**Text block:**
[Start of Attachment]

In this, the government imported more than 100,000 tonnes of the produce to curb shortage thus allowing millers to sell a 2kg packet Sh90 each, a big relief to more than 70 per cent of Kenya’s 46m people who depend on the crop as food and for commercial purposes.
Since January, Kenyan traders have so far imported 77,500 tonnes of maize worth $31.2m from Zambia, Uganda and other East African countries.
The government has also bought 3.8m bags of maize from farmers mainly from the North Rift region at a cost of Sh3200 per a 90kg bag up from Sh3000 paid in 2017.
In 2017, Uasin Gishu, hitherto considered Kenya’s bread basket, maize production dropped from 4.4m bags realized in 2016 to 3.7m bags, a 25 per cent drop.
Similarly, wheat yields plummeted to 430,000 bags from 466,000 bags in 2016.
Trans Nzoia County, a high maize production region on the other hand, harvested 4.7m bags of maize down from five million bags in 2016 due to Fall Armyworm infestation and maize smut disease.

[End of Attachment]

Duplicate the passage on Kenya's maize supply from "In 2017, Uasin" up to and including "per cent drop.". Use nothing but the passage on Kenya's maize supply above.

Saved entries
[Start of Attachment]

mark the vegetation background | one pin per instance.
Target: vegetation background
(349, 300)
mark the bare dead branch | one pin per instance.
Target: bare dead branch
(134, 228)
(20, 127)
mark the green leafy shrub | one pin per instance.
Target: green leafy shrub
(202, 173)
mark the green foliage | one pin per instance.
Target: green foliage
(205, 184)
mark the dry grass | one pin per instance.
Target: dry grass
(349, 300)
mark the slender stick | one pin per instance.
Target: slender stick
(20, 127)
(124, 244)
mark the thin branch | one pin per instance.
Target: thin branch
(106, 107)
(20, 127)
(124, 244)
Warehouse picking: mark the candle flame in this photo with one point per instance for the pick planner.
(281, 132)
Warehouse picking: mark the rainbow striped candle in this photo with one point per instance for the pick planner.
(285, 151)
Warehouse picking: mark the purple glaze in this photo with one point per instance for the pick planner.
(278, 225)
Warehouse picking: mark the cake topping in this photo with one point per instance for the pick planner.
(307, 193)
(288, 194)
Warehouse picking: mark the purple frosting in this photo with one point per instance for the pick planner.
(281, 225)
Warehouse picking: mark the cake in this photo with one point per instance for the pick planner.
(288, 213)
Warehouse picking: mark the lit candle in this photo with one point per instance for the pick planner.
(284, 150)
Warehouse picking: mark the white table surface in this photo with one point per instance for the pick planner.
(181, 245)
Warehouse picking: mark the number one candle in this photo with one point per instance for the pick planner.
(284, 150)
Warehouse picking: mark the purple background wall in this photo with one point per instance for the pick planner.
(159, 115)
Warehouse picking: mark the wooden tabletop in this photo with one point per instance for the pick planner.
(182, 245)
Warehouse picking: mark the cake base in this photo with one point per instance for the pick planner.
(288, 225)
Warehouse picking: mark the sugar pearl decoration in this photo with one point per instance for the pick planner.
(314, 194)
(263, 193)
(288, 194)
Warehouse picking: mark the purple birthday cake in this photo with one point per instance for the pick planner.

[End of Attachment]

**Answer box:**
In 2017, Uasin Gishu, hitherto considered Kenya’s bread basket, maize production dropped from 4.4m bags realized in 2016 to 3.7m bags, a 25 per cent drop.